-- What to produce --
From the passage on network monitoring, extract the portion starting with "A generally accepted" and going on through "may be increased.", copying it word for word.

-- Quoted passage --
A generally accepted goal for network service providers is five nines availability or 99.999% network up time. In order to achieve this goal service providers must minimize network outages. This requires proactive monitoring of network resources such that issues may be identified and addressed before they cause network outages. Often, proactive monitoring is provided by having the network management system (NMS) software periodically poll each network device in the network and retrieve data corresponding to particular, predetermined resource attributes. By monitoring and evaluating the resource attributes, certain errors may be avoided and network up time may be increased.
To prevent NMS polling from consuming too much network bandwidth, NMS polling is typically limited to, for example, every 15–20 minutes (i.e., polling interval). The longer the polling interval, the less burden NMS polling presents to the-network and each network device. Unfortunately, errors and issues may arise during the polling interval and be undetected by the NMS. Thus, the longer the polling interval, the higher the likelihood that undetected errors may lead to network, outages.
To address the polling interval gap, many network devices include some type of internal network device monitoring, which continuously samples certain resource attributes even during the polling interval. If the values' of resource attributes exceed or fall below expected levels (i.e., thresholds), a notice (e.g., an SNMP trap) is sent to the NMS. For example, an SNMP trap may be sent each time the number of packets received by a network device during a sample period exceeds a predetermined threshold value (i.e., a measure of utilization), and with this information, a network manager may choose to increase the capacity of the network or move a portion of the services handled by that network device to another network device. This is a simple threshold monitoring mechanism. Pushing data from the network devices to the NMS in accordance with thresholds provides increased scalability over NMS polling techniques. Unfortunately, scalability is still an issue since simple threshold monitoring may result in an excessive number of notices being sent to the NMS each time a resource attribute value exceeds or falls below a threshold.

-- Study material --
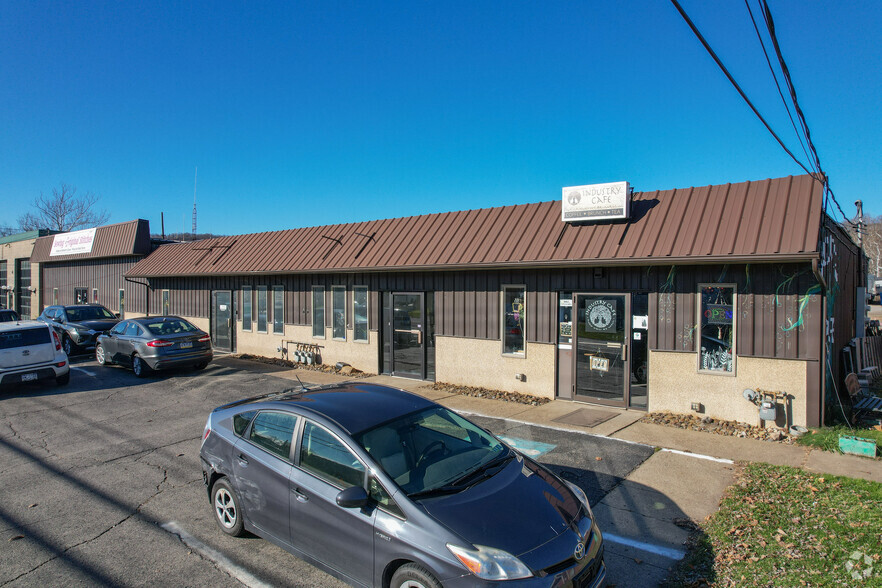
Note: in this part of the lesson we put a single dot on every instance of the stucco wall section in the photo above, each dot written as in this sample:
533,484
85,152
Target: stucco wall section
478,362
674,384
360,355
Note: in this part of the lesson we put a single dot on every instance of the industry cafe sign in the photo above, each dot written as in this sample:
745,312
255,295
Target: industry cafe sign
597,202
74,242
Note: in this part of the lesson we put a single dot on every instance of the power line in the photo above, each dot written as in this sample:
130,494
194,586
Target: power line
735,84
777,85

-- Exercise solution --
A generally accepted goal for network service providers is five nines availability or 99.999% network up time. In order to achieve this goal service providers must minimize network outages. This requires proactive monitoring of network resources such that issues may be identified and addressed before they cause network outages. Often, proactive monitoring is provided by having the network management system (NMS) software periodically poll each network device in the network and retrieve data corresponding to particular, predetermined resource attributes. By monitoring and evaluating the resource attributes, certain errors may be avoided and network up time may be increased.